§ WHAT YOU HAVE TO DO: Extract, exactly as written, all lines of the material below from the line that includes "If you could mark the dark" through its last line.

§ INFORMATION GIVEN:
start

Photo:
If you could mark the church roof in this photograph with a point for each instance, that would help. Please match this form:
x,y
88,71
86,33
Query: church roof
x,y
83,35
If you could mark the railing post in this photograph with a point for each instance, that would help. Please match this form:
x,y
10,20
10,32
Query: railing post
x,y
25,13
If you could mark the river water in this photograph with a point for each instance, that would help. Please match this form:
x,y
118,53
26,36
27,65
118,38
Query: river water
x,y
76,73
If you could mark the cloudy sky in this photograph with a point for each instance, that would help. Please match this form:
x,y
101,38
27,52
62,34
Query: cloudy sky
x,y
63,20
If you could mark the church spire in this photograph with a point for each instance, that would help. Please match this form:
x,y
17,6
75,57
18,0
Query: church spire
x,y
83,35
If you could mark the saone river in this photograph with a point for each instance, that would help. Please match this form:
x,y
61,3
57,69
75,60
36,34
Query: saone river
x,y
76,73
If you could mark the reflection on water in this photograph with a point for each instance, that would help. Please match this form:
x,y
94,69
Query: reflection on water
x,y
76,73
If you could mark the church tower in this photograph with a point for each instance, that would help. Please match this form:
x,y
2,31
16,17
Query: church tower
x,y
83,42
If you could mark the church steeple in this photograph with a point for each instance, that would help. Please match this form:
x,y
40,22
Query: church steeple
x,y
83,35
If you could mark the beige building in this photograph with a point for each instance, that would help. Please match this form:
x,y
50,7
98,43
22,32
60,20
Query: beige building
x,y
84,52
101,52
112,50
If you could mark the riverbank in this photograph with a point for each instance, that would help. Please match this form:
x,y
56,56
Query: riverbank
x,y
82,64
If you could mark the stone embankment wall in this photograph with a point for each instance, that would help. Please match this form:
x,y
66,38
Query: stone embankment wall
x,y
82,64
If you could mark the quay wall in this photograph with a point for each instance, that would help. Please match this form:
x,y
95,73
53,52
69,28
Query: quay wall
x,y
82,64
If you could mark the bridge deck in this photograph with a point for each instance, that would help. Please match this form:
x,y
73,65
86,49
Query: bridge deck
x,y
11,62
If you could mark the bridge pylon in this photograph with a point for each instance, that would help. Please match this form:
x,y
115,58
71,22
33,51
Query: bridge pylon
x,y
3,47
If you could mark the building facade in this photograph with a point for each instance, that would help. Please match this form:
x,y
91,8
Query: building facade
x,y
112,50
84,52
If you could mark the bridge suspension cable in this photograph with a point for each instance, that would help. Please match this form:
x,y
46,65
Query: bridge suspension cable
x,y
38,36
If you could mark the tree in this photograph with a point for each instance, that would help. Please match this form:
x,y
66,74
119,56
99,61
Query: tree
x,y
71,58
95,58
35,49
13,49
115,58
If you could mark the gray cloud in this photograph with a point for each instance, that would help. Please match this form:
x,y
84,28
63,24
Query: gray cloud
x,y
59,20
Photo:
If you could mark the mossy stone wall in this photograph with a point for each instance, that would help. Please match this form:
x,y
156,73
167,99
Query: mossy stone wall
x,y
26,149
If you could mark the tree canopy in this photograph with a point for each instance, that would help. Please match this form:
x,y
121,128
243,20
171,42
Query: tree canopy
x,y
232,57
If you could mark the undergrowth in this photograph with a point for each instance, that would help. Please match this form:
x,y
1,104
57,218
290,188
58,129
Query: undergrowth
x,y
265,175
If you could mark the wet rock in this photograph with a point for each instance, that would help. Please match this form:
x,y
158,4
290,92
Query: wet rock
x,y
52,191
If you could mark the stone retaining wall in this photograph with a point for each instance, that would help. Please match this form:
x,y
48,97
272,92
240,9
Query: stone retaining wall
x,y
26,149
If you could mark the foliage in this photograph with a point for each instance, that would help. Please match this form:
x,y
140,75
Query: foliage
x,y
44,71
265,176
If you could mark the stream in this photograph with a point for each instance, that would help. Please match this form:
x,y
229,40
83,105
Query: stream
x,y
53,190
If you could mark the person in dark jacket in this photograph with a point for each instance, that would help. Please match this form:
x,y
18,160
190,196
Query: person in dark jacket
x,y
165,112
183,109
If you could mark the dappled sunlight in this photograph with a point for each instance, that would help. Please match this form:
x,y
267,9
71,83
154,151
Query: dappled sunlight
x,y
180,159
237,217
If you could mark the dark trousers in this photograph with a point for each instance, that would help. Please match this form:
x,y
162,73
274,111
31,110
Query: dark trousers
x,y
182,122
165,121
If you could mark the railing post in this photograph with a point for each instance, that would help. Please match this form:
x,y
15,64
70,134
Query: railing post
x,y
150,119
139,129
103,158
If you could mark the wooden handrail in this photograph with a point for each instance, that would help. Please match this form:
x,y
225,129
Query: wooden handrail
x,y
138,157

end

§ RESULT:
If you could mark the dark trousers in this photograph with a point for each instance, that would help. Please match this form:
x,y
162,73
274,111
31,110
Query: dark trousers
x,y
182,122
165,121
If you could mark the railing post in this photograph with a point for each instance, that would help. Please match this form:
x,y
15,64
70,134
Query: railing post
x,y
150,119
139,129
103,158
If you could mark the wooden handrail in this photograph with a point for each instance, that would help. Please match this form:
x,y
225,129
Query: wooden handrail
x,y
138,157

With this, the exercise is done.